Task description:
A single number is the answer here: the count of lines in the data below that include the word "frame".

Materials provided:
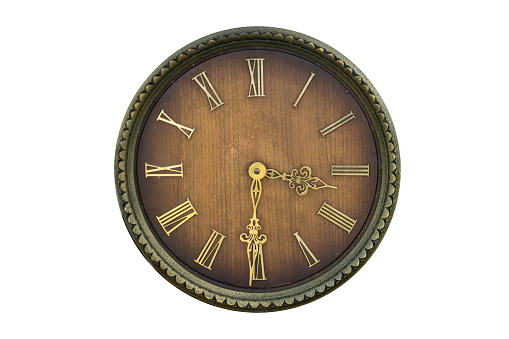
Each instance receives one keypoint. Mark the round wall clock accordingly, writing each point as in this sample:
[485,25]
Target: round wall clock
[257,169]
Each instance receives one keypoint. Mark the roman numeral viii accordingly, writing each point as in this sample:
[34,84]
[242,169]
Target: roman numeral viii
[209,252]
[172,219]
[256,86]
[336,217]
[203,81]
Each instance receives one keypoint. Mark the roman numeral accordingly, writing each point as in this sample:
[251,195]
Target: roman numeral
[203,81]
[166,118]
[307,253]
[337,124]
[167,171]
[172,219]
[256,86]
[209,252]
[336,217]
[304,89]
[357,170]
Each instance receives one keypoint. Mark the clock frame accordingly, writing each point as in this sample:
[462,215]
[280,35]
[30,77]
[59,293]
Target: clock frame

Answer box:
2